### [Task]
Lines of the listing below that contain the string "airborne" are to be returned.

### [Given records]
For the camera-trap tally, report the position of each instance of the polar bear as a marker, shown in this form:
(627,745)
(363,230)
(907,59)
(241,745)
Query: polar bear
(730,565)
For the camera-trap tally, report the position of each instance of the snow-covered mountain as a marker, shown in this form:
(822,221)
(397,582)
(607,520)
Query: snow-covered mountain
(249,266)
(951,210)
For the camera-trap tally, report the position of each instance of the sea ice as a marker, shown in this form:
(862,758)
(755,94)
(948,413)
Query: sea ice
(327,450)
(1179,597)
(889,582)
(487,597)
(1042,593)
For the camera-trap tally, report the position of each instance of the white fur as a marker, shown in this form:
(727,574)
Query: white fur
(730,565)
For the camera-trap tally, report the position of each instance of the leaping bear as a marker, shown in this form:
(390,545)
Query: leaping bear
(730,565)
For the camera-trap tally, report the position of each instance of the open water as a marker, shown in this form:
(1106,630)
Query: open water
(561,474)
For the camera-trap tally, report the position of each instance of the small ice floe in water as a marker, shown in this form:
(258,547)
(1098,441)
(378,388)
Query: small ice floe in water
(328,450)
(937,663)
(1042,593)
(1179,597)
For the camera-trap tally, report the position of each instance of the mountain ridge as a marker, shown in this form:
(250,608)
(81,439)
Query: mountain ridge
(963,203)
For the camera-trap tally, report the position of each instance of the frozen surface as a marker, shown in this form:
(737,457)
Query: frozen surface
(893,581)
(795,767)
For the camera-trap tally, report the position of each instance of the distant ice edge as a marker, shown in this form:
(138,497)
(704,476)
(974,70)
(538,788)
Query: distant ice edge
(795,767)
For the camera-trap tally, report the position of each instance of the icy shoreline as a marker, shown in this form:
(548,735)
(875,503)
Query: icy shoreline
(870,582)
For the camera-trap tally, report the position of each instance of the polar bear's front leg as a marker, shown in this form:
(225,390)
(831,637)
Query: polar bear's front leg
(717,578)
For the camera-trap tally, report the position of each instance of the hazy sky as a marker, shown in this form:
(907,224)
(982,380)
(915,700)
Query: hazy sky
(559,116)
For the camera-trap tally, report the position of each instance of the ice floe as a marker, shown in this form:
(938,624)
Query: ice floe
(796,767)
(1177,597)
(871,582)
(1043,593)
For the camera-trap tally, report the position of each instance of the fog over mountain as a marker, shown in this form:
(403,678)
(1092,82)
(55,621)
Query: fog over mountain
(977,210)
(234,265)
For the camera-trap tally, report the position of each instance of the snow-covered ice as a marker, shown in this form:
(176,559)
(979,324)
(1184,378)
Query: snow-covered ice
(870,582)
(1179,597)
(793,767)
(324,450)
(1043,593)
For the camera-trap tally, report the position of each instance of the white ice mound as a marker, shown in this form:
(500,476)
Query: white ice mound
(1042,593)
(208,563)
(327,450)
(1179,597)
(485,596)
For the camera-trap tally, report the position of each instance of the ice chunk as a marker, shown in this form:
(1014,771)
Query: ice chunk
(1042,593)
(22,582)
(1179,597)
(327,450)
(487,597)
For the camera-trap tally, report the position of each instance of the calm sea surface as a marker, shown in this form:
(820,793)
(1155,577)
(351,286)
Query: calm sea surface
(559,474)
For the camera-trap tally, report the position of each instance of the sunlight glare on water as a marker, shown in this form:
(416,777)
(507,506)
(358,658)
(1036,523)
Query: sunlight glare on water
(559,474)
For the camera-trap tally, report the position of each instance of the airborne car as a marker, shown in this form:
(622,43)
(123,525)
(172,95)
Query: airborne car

### [Solution to this exercise]
For the camera-trap tally, report the position of each instance of the airborne car as a marker, shown in this form:
Query: airborne car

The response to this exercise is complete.